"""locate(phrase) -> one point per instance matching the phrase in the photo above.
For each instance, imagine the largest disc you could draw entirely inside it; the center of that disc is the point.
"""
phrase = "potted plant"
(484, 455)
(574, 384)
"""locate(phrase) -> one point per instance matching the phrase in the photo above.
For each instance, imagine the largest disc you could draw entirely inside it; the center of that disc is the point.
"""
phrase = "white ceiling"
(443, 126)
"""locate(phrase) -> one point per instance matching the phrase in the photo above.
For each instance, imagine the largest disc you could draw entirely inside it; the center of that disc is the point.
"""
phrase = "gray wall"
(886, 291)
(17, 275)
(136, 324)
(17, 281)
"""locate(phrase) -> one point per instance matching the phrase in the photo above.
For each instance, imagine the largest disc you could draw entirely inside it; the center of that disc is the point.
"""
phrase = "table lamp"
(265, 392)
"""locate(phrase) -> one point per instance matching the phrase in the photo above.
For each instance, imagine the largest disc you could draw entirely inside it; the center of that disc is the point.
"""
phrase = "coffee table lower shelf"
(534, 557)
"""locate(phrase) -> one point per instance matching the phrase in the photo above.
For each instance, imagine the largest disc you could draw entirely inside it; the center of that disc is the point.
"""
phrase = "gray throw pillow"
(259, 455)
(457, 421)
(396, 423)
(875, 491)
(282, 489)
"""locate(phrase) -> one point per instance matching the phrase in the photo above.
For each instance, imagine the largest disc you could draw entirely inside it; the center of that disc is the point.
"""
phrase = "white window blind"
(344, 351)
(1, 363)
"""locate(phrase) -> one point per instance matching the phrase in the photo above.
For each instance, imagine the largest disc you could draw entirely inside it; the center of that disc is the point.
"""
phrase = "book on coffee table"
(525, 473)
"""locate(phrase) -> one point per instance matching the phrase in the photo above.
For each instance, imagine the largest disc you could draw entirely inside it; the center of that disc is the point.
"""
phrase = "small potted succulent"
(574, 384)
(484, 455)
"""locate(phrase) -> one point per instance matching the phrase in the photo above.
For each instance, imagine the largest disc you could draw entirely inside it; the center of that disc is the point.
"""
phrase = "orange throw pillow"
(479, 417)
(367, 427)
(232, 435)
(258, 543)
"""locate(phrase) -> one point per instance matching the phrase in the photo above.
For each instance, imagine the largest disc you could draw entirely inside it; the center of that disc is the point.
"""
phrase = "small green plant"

◆ Objective: Retype the material in full, character for character.

◆ Output of the task:
"""locate(phrase) -> one point per instance matching the phrase in the photo above.
For each instance, imagine the largest disc you could draw entirely inside it; the center of that disc is the point.
"""
phrase = "potted plant"
(484, 455)
(574, 384)
"""locate(phrase) -> one point per instance matching the phrase in the photo above.
For each instance, imagine the largest disc you could draw entirely inside it; the center of that disc is the point.
"""
phrase = "white ceiling"
(443, 126)
"""locate(phrase) -> one point per instance matching the phrase in the photo above.
For each instance, imagine the largest disc you could draw entirely inside it; the center of that disc is the point.
"""
phrase = "gray wall"
(886, 291)
(17, 275)
(136, 324)
(17, 281)
"""locate(phrase) -> one point per instance matching the phrase in the photo above.
For each instance, imagine the largest disc you could draw entirely inside it; the center of that disc is the point.
"""
phrase = "table lamp"
(265, 392)
"""locate(phrase) -> one point per instance matching the phrase in the photo above.
For each instance, imagine the largest disc you could draw entirely inside it; the center of that disc is the point.
"""
phrase = "coffee table lower shelf"
(534, 557)
"""locate(phrase) -> one point per instance matching the phrase in the photo above.
For each instance, imagine the largest disc you could draw entirely inside it; the center of that disc is the point.
"""
phrase = "gray throw pillow"
(259, 455)
(457, 421)
(396, 423)
(875, 491)
(282, 489)
"""locate(phrase) -> one point per instance matching the phrase in the photo above.
For each instance, imagine the largest disc you could draw entirely inside it; the center of that disc is the point.
"""
phrase = "white window blind"
(344, 351)
(1, 363)
"""locate(phrase) -> one point per instance matching the phrase in the photo above.
For each instance, imagine the largest disc you could draw entirely inside it; the center of that disc is the point.
"""
phrase = "book on coffee table"
(525, 473)
"""locate(phrase) -> one point per instance matching the phrase in the photo above.
For each instance, imagine the largest disc you could draw entirely inside it; the center of that disc is the point.
"""
phrase = "small potted succulent"
(574, 384)
(484, 455)
"""locate(phrase) -> one point per instance matching the phrase in the photo above.
For each instance, imagine the largest disc you could draw entirely inside it; the center of that disc is the point.
"""
phrase = "orange throw pillow"
(479, 417)
(367, 427)
(232, 435)
(258, 543)
"""locate(phrase) -> one point per instance matching the phrase in the photo above.
For each instance, imagine the largest disc you could draw entirely inside it; the center of that disc is the point.
"""
phrase = "small green plant"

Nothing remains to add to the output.